* **Exercise**
Copy every record below, putting "place one point" wherever "drop one dot" appears and leaving all other text unchanged.

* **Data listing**
★ ★ ★ ★

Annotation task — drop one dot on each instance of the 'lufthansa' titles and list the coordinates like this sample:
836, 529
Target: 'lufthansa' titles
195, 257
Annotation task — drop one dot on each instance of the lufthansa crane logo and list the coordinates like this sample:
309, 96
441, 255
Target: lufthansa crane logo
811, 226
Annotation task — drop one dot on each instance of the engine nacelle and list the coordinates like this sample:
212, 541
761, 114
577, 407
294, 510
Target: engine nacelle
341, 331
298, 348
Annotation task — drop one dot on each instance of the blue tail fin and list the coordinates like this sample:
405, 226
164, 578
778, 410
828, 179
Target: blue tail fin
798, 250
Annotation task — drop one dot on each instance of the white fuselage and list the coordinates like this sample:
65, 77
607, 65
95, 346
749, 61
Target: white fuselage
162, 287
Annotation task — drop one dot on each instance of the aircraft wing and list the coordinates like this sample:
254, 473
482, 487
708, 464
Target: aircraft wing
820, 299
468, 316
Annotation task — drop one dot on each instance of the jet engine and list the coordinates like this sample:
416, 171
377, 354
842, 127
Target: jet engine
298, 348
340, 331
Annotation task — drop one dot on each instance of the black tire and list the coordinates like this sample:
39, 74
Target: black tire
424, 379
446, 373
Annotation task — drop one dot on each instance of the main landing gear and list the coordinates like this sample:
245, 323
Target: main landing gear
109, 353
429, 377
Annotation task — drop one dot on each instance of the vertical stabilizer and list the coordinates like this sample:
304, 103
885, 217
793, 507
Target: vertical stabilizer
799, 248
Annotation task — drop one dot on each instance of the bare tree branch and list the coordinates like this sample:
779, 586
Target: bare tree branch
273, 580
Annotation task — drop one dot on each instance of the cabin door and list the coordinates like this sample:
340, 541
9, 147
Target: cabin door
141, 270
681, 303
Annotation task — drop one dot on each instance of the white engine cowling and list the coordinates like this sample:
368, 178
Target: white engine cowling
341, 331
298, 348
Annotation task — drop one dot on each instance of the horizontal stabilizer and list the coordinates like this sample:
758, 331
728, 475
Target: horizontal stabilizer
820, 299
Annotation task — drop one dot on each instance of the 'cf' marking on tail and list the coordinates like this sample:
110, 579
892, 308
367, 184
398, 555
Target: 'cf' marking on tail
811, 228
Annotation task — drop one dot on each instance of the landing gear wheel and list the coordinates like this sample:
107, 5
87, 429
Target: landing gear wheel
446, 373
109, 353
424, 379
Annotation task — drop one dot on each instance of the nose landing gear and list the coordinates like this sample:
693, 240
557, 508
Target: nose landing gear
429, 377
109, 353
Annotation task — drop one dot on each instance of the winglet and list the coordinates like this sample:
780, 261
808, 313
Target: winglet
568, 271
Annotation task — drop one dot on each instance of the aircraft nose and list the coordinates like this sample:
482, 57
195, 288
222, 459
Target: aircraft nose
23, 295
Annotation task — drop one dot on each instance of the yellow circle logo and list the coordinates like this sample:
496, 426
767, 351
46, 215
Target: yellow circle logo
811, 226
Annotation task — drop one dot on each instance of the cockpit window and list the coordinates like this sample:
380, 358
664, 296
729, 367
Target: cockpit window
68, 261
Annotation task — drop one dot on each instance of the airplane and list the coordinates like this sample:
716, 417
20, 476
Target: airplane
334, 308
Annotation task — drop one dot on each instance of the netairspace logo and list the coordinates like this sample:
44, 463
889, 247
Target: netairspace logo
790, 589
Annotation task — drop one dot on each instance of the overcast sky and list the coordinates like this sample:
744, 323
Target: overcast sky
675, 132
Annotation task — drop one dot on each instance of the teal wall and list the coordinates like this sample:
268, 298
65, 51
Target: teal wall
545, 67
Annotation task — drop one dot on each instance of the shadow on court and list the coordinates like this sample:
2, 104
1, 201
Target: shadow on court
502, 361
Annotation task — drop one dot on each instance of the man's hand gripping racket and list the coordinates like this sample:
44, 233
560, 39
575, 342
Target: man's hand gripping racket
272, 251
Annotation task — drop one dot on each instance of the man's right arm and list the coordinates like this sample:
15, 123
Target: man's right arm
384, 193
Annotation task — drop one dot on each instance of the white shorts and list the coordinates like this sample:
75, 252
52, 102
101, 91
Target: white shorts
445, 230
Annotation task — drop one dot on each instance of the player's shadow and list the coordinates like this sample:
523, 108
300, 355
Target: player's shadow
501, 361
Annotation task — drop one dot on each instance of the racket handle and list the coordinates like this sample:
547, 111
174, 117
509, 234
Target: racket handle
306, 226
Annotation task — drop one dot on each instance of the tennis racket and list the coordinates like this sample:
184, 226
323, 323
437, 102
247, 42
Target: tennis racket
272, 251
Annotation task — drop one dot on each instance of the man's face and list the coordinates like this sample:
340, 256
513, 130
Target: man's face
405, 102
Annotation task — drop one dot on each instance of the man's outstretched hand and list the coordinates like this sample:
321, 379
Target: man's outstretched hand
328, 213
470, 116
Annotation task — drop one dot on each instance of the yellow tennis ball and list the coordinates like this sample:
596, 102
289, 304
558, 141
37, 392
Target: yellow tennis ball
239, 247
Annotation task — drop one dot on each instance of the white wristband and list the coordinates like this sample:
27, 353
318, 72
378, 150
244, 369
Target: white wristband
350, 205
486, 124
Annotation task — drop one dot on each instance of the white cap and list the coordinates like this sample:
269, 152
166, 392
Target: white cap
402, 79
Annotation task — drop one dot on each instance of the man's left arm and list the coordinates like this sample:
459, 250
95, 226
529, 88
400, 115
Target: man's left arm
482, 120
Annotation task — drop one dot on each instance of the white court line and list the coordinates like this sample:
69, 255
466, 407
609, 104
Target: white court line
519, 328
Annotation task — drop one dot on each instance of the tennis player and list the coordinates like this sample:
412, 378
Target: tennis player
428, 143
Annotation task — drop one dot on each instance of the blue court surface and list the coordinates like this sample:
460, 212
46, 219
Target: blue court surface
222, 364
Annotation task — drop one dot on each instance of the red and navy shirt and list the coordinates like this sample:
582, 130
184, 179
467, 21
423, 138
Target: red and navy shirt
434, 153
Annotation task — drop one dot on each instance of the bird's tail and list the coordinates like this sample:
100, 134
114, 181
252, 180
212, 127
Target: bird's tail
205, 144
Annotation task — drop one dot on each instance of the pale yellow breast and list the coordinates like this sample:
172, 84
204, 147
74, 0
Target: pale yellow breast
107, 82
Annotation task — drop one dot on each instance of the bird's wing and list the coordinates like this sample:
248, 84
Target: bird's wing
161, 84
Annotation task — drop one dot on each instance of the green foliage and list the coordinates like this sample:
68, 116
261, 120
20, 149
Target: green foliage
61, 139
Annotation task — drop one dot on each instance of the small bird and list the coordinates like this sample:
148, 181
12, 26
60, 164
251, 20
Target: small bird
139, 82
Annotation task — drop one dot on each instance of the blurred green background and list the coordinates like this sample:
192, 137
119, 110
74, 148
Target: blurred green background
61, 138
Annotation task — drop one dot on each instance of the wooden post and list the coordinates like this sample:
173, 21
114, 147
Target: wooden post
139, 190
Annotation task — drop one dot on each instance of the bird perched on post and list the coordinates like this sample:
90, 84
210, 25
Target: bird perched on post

★ ★ ★ ★

* **Final result**
Annotation task — place one point on each instance of the 'lufthansa' titles and list the coordinates like this sample:
836, 529
Target: 'lufthansa' titles
195, 257
Annotation task — place one point on each instance of the lufthansa crane logo and list the coordinates like this sample:
309, 96
441, 255
Target: lufthansa crane logo
811, 226
Annotation task — place one point on each instance of the engine nacelle and list the coordinates like this sample:
212, 541
761, 114
577, 407
294, 510
Target: engine nacelle
341, 331
298, 348
Annotation task — place one point on each instance of the blue tail fin and list the coordinates like this sample:
405, 226
164, 578
778, 410
828, 179
Target: blue tail fin
798, 250
Annotation task — place one point on each instance of the white fuselage and list the coordinates like this sample:
65, 77
607, 65
95, 346
749, 61
Target: white fuselage
162, 287
Annotation task — place one point on each instance of the aircraft wing and list the coordinates like this sample:
254, 473
482, 487
708, 464
Target: aircraft wing
820, 299
468, 316
Annotation task — place one point on each instance of the jet engine and list the coordinates like this sample:
416, 171
377, 354
842, 127
Target: jet engine
298, 348
340, 331
Annotation task — place one point on each instance of the black tire and list the coordinates like this sample:
39, 74
Target: black tire
424, 379
446, 373
Annotation task — place one point on each instance of the main landing gear and list the coordinates like this sample:
245, 323
Target: main landing gear
109, 353
429, 377
Annotation task — place one point on each instance of the vertical stabilizer and list the coordinates like this sample:
304, 103
885, 217
793, 507
Target: vertical stabilizer
799, 248
Annotation task — place one point on each instance of the bare tree branch and list the coordinates like this sample:
779, 586
Target: bare tree branch
273, 580
Annotation task — place one point on each instance of the cabin door and list the coordinates like this sample:
340, 541
9, 147
Target: cabin door
141, 270
681, 303
Annotation task — place one point on each instance of the white engine cowling and list the coordinates like this sample:
368, 178
Target: white engine cowling
341, 331
298, 348
Annotation task — place one point on each instance of the horizontal stabilizer and list the coordinates like this sample:
758, 331
728, 475
Target: horizontal stabilizer
820, 299
Annotation task — place one point on each instance of the 'cf' marking on tail and list the coordinates like this sample:
110, 579
892, 308
367, 184
398, 555
Target: 'cf' marking on tail
811, 228
Annotation task — place one point on each instance of the landing gear wheel and list the coordinates like this sample:
107, 5
87, 429
Target: landing gear wheel
446, 373
109, 353
424, 379
Annotation task — place one point on each instance of the nose landing gear and list the coordinates like this sample:
693, 240
557, 508
Target: nose landing gear
429, 377
109, 353
Annotation task — place one point on each instance of the winglet and list the coordinates like this sample:
780, 261
808, 313
Target: winglet
568, 271
Annotation task — place one point on each instance of the aircraft nose and list the coordinates like this sample:
482, 57
195, 288
222, 459
Target: aircraft nose
23, 295
Annotation task — place one point on each instance of the yellow circle logo and list the coordinates like this sample:
496, 426
767, 351
46, 215
Target: yellow circle logo
811, 226
Annotation task — place one point on each instance of the cockpit window and list the coordinates like this sample:
380, 358
664, 296
729, 367
Target: cockpit window
68, 261
Annotation task — place one point on each instance of the airplane and list the coordinates like this sample:
716, 417
20, 476
Target: airplane
334, 308
Annotation task — place one point on each instance of the netairspace logo and list the coordinates like this sample:
44, 463
889, 247
Target: netairspace logo
790, 589
Annotation task — place one point on each instance of the overcast sky and list the coordinates like this sample:
744, 323
Target: overcast sky
675, 132
Annotation task — place one point on each instance of the teal wall and list the coordinates like this sample:
268, 298
65, 51
Target: teal wall
545, 67
Annotation task — place one point on each instance of the shadow on court and list the coordinates like this sample:
2, 104
1, 201
Target: shadow on court
502, 361
Annotation task — place one point on each instance of the man's hand gripping racket and list the coordinates like this sample:
44, 233
560, 39
575, 342
Target: man's hand gripping racket
272, 251
Annotation task — place one point on each instance of the man's right arm and list the coordinates like this sample:
15, 123
Target: man's right arm
384, 193
Annotation task — place one point on each instance of the white shorts and list the coordinates like this sample:
75, 252
52, 102
101, 91
Target: white shorts
445, 230
Annotation task — place one point on each instance of the player's shadow and list the coordinates like this sample:
523, 108
300, 355
Target: player's shadow
501, 361
Annotation task — place one point on each instance of the racket handle and list the coordinates like this sample:
547, 111
174, 117
509, 234
Target: racket handle
306, 226
Annotation task — place one point on each instance of the tennis racket and list the coordinates like this sample:
184, 226
323, 323
437, 102
247, 42
Target: tennis racket
272, 251
Annotation task — place one point on each instance of the man's face and list the coordinates like this sample:
340, 256
513, 130
Target: man's face
405, 102
Annotation task — place one point on each instance of the man's outstretched hand and list the coordinates like this sample:
321, 379
Target: man's outstretched hand
328, 213
470, 116
Annotation task — place one point on each instance of the yellow tennis ball and list the coordinates like this sample:
596, 102
289, 304
558, 141
37, 392
Target: yellow tennis ball
239, 247
Annotation task — place one point on each instance of the white wristband and list the coordinates like this sample:
27, 353
318, 72
378, 150
244, 369
Target: white wristband
350, 205
486, 124
Annotation task — place one point on each instance of the white cap and list the coordinates like this sample:
269, 152
166, 392
Target: white cap
402, 79
Annotation task — place one point on each instance of the man's left arm and list the coordinates like this sample:
459, 250
95, 226
529, 88
400, 115
Target: man's left arm
482, 120
Annotation task — place one point on each instance of the white court line and list the coordinates like this sample:
69, 255
466, 407
609, 104
Target: white court line
519, 328
Annotation task — place one point on each instance of the tennis player and list the coordinates like this sample:
412, 378
Target: tennis player
428, 143
Annotation task — place one point on each instance of the blue court surface and list the coordinates like this sample:
460, 212
46, 219
Target: blue court surface
222, 364
Annotation task — place one point on each instance of the red and navy shirt and list the coordinates like this sample:
582, 130
184, 179
467, 21
423, 138
Target: red and navy shirt
434, 153
Annotation task — place one point on each instance of the bird's tail and list the coordinates like this sample:
100, 134
114, 181
252, 180
212, 127
Target: bird's tail
205, 144
Annotation task — place one point on each instance of the pale yellow breast and list the coordinates like this sample:
172, 84
204, 147
74, 0
Target: pale yellow breast
107, 82
Annotation task — place one point on each instance of the bird's wing and list the coordinates like this sample:
248, 84
Target: bird's wing
161, 84
Annotation task — place one point on each instance of the green foliage and list the coordinates like this sample:
68, 116
261, 120
20, 149
Target: green foliage
61, 139
Annotation task — place one point on each instance of the small bird and list the coordinates like this sample:
148, 181
12, 26
60, 164
251, 20
Target: small bird
139, 82
Annotation task — place one point on each instance of the blurred green background and list the coordinates like this sample:
192, 137
119, 110
74, 148
Target: blurred green background
61, 138
Annotation task — place one point on each instance of the wooden post and list the coordinates like this sample:
173, 21
114, 147
Target: wooden post
139, 190
Annotation task — place one point on each instance of the bird perched on post and list the coordinates like this sample:
90, 84
210, 25
Target: bird perched on post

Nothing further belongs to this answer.